Top of TEXT UNDER STUDY

Overall survival of mice from the four prophylaxis (a) or therapeutic (b) groups, detailed in the text (tumor free, Sp17+CpG vaccinated, unvaccinated, Sp17 or CpG vaccinated). Tumor-bearing mice were i.p. injected with 106 ID8 cells for both the prophylactic and therapeutic regimens. Tumor cells were injected 30 days after the 3rd vaccination of the prophylactic regimen, or 21 days before the first therapeutic vaccination. In the therapeutic group, the mean difference in weight between tumor-challenged and tumor-free animals was 10 grams at the beginning of vaccination regimen. Horizontal axis displays time expressed as days from initiation of treatment. Log-rank test indicated statistically significant difference between unvaccinated and Sp17+CpG vaccinated versus unvaccinated or CpG treated group (p<0.0001) for both regimens.
Figure 5.
Measurement of circulating anti-Sp17 IgG following different vaccinations.
Serum from mice undergone different treatments was collected and analyzed by E.L.I.S.A. for the levels of circulating anti-Sp17 IgG. The X axis shows serial dilutions of serum. a, b and c show results obtained in the prophylactic vaccination schemes, while d displays the response of mice from the therapeutic regimen. On day 7 (a) the immune response was low for Sp17. On day 97 (b), the immune response was higher than on day 7. On day 270 (c), the response for Sp17 was little less than on day 97.
Figure 6.
(a,b) Measurement of cytokines in mice treated with different vaccines.
On day 300, serum was collected and analyzed by E.L.I.S.A. for the measurement of the indicated cytokine levels in prophylactically (a) or therapeutically (b) vaccinated mice. For both regimens, IFN-gamma, TNF-alpha and GM-CSF statistically significant increments were detected only in Sp17+CpG vaccinated mice compared with controls (PBS). No significant differences were evidenced for IL-2, IL-4, IL-5 or IL-10 levels.
Figure 7.
ELISPOT for the assessment of IFN-gamma and TNF-alpha serum levels.
On day 270 (9th vaccine) splenocytes from different formulations of vaccinated mice and controls were collected and analyzed by E.L.I.SPOT assay. a,b) frequency of IFN-gamma and TNF-alpha positive cells in prophylactic vaccinations; c,d) frequency of IFN-gamma and TNF-alpha positive cells in therapeutic vaccinations. These results are presented as spot-forming cells per 106 splenocytes. Spot numbers represent the mean of ten mice in each vaccinated group; bars, SE.

Bottom of TEXT UNDER STUDY

WHAT YOU ARE ASKED TO DO:
Carry on the figure legends from the Sp17 mouse vaccination study, picking up right after their final sentence.

Top of PROVIDED INFORMATION

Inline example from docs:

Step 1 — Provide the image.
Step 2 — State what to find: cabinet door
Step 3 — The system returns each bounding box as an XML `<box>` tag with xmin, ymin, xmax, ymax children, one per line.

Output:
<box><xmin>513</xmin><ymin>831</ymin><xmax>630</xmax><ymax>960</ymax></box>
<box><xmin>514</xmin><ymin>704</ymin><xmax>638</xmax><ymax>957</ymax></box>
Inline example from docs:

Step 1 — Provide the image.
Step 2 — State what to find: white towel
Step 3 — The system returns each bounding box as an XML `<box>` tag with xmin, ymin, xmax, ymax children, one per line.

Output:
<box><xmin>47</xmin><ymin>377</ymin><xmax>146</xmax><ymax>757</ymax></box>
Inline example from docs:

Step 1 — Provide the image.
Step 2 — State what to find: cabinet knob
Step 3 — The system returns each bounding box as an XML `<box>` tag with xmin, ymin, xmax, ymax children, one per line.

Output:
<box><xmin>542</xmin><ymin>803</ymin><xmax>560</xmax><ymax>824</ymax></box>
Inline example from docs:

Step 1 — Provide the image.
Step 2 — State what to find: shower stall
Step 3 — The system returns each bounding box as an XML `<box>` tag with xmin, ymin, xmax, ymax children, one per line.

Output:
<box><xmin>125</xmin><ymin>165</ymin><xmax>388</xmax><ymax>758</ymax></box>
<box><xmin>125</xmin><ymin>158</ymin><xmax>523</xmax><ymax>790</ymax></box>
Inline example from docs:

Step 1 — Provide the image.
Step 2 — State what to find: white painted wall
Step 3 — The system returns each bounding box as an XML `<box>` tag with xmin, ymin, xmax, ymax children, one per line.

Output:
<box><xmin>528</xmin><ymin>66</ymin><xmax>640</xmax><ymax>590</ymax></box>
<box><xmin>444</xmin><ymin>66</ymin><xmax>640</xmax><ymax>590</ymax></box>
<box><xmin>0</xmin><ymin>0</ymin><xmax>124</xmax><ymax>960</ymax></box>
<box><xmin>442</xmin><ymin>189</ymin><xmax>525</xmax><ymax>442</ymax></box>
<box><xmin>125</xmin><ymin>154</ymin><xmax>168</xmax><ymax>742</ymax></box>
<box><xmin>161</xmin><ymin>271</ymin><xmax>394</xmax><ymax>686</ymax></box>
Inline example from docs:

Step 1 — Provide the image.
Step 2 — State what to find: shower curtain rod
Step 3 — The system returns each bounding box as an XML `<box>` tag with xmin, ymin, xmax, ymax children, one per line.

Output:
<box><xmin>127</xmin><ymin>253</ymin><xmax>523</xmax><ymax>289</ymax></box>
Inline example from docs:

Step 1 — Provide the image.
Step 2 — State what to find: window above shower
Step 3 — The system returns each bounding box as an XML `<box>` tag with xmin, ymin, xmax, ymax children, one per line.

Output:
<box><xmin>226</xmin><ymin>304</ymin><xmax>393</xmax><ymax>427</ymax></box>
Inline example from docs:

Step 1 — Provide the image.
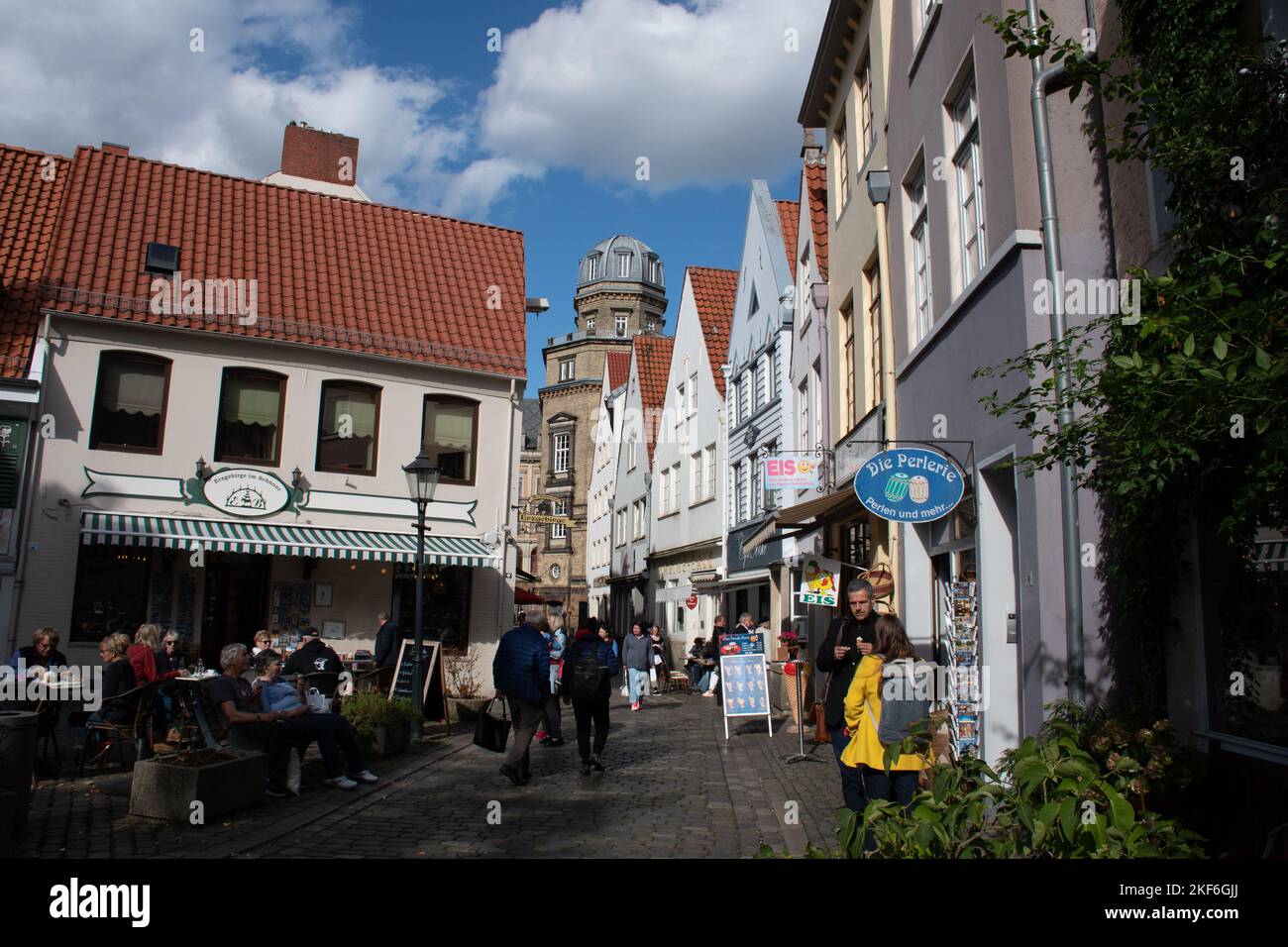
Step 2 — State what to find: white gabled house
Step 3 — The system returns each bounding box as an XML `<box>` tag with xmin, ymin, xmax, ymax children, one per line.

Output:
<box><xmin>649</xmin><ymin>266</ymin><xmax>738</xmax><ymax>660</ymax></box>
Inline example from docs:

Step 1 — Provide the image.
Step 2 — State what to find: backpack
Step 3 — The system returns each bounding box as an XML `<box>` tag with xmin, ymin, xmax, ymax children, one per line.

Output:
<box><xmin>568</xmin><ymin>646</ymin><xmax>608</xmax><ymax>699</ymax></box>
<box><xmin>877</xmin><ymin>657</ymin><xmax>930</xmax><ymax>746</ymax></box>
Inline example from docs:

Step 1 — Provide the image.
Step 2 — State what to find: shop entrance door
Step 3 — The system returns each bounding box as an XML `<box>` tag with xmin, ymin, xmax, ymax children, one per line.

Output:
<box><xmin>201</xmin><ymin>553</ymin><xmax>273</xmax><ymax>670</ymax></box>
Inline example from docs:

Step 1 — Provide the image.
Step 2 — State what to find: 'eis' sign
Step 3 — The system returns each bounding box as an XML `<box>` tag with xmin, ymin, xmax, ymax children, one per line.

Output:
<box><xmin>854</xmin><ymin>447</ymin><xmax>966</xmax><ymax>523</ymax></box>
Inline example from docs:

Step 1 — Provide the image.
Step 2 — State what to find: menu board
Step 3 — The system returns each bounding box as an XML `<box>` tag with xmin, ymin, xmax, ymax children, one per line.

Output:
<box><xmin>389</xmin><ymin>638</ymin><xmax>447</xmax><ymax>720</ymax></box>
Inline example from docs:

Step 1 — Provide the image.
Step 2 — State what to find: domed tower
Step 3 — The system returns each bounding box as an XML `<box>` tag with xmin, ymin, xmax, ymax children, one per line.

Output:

Bottom of PROVIDED INFORMATION
Top of PROVIDED INFORMATION

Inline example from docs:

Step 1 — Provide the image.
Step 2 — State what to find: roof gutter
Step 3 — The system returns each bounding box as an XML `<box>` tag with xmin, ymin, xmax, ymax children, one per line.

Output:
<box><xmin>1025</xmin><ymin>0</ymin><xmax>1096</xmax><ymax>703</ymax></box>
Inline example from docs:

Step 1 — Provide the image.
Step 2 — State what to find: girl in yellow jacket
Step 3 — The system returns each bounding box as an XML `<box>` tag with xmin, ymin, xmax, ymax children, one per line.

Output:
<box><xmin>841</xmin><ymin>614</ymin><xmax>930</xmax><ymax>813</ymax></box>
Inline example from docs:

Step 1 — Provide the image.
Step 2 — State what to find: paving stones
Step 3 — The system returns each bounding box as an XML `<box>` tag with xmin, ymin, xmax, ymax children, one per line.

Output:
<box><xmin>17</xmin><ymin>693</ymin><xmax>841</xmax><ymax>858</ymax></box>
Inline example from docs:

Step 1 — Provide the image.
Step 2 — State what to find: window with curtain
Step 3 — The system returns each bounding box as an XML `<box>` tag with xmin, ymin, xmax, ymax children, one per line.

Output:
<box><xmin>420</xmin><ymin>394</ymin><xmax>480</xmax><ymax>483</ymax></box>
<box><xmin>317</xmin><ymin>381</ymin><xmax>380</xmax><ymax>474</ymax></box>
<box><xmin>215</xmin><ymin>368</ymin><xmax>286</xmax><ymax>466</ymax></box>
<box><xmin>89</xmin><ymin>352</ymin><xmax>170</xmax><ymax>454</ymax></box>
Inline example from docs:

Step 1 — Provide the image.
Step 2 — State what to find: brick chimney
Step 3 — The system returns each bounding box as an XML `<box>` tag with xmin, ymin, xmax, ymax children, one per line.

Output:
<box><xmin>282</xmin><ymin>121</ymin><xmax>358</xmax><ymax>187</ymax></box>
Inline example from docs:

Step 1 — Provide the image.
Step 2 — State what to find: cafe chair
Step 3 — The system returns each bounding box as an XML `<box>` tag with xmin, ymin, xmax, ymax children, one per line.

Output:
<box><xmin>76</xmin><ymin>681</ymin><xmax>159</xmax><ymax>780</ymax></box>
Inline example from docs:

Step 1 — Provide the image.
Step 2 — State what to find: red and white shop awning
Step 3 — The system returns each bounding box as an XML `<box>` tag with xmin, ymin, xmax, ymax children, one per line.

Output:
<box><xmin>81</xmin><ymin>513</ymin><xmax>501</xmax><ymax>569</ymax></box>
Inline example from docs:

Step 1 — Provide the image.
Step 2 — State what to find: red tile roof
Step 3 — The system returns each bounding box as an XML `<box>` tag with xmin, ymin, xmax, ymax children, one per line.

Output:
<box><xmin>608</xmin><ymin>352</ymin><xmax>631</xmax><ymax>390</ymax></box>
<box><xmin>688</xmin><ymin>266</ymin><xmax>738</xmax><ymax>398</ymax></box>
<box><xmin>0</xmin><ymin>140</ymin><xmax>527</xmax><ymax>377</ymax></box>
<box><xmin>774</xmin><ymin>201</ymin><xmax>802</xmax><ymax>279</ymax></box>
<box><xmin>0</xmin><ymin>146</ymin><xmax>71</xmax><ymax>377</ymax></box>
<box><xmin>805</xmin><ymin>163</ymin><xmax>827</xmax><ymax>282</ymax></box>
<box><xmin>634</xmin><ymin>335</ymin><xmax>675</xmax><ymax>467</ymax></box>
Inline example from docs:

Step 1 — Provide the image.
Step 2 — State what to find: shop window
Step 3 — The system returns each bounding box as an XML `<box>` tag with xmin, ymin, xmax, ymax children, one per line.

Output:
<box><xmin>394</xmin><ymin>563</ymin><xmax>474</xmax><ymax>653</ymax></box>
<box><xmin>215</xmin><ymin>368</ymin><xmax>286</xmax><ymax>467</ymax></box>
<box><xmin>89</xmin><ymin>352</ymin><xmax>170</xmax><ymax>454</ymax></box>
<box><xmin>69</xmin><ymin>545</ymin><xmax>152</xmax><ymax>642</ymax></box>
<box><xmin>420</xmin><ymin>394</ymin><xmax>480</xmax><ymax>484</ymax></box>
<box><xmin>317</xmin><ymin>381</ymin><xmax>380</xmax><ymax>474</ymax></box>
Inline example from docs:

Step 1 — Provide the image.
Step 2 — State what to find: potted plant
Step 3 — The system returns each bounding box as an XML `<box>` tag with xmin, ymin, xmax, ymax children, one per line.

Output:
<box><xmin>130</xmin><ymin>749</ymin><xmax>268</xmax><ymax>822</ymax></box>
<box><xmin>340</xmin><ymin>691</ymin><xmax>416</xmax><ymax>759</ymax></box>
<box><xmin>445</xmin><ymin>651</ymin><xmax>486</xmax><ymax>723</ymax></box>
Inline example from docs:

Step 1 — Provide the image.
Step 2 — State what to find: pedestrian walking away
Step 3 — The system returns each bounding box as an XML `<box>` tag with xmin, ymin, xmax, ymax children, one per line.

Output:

Bottom of PROVIDED INFORMATION
Top of PROVIDED INFORMATION

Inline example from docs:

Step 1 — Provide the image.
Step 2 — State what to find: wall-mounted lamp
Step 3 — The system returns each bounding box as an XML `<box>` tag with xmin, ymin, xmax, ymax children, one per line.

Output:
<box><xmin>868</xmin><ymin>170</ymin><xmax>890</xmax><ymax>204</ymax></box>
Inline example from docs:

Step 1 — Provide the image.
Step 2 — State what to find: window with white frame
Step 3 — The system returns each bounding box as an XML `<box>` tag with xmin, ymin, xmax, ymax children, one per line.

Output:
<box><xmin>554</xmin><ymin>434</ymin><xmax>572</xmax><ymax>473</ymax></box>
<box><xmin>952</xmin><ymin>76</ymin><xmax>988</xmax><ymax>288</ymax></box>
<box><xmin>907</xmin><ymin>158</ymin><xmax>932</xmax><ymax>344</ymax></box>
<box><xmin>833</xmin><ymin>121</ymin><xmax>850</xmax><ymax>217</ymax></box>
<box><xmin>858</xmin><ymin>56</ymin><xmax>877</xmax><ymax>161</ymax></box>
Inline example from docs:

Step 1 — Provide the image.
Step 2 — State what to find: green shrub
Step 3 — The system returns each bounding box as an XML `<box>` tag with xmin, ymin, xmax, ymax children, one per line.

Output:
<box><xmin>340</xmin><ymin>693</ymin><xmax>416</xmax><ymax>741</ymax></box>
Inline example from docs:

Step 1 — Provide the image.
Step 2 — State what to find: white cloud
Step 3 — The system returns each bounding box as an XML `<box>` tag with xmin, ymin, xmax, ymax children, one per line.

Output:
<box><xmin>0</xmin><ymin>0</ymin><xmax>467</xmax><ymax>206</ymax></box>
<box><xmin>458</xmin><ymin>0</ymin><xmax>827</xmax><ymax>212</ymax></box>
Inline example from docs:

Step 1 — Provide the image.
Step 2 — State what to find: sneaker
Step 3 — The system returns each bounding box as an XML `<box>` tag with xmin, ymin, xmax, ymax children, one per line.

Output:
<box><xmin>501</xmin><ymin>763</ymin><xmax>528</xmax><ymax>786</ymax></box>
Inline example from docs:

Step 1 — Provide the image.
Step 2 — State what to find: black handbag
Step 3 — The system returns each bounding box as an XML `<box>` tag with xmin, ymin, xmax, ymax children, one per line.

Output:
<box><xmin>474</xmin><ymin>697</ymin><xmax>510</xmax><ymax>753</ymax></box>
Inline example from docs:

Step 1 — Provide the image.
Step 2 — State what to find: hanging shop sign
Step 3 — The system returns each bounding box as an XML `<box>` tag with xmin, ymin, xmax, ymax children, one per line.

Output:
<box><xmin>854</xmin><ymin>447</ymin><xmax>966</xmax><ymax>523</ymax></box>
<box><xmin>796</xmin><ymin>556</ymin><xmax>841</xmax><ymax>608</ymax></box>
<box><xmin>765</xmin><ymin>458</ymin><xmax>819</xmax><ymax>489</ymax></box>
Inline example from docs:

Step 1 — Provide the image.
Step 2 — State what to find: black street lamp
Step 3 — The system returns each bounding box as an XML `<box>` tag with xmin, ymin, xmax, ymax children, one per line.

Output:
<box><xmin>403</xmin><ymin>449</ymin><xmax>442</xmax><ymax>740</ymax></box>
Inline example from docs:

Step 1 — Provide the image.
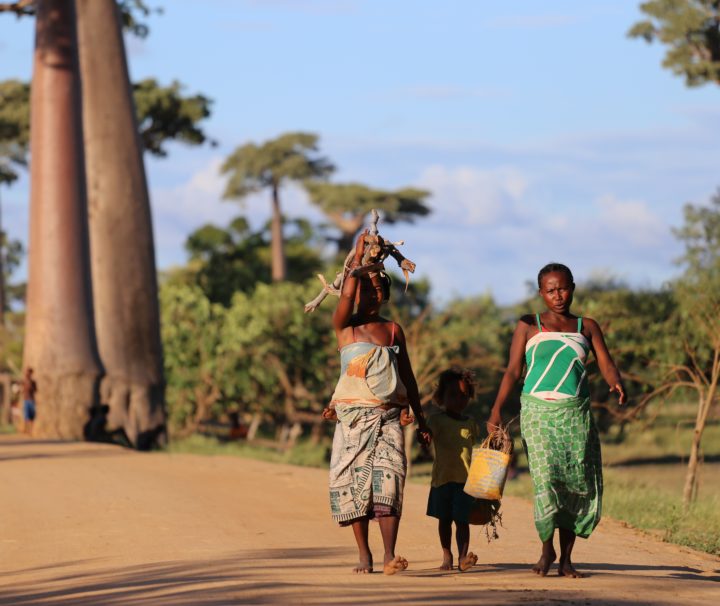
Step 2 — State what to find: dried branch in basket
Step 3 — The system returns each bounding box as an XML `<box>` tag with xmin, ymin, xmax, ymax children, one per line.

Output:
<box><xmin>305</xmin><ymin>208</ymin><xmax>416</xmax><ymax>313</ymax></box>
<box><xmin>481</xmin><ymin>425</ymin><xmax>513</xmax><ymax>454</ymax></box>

Bottom of PROVIDED INFORMATION

ANSWER TO THIS PROBLEM:
Figure 8.
Cytotoxicity assay in the prophylaxis regimen.
Splenocytes from the three different formulations of prophylactically vaccinated mice and controls were collected and analyzed by 51Chromium-release assay on days 7 (first vaccine), 97 (third vaccine) and 270 (ninth vaccine), using splenocytes as effector cells and ID8 as target cells. These results were obtained from three independent experiments. X axis indicate effector:target ratios.
Figure 9.
Cytotoxicity assay in the therapeutic regimen.
Splenocytes from the three different formulations of therapeutically vaccinated mice and controls were collected and analyzed by 51Chromium-release assay. These results show three independent experiments after third vaccine (day 97) and ninth vaccine (day 270), using splenocytes as effector cells and ID8 as target cells. X axis indicate effector:target ratios.
Figure 10.
Analysis of Th-17 and T-reg population frequencies.
Splenocytes from mice that received prophylactic or therapeutic vaccinations or controls (mice with no tumor or tumor-bearing mice without vaccinations) were collected at different time points (no tumor: day 0; ID8 only: day 45; prophylactic and therapeutic vaccines: day 270) analyzed by flow-cytometry for the measurement of a) Th-17 population (CD4/IL-17-double positive) or b)T-reg population (CD4/Foxp3-double positive) frequency.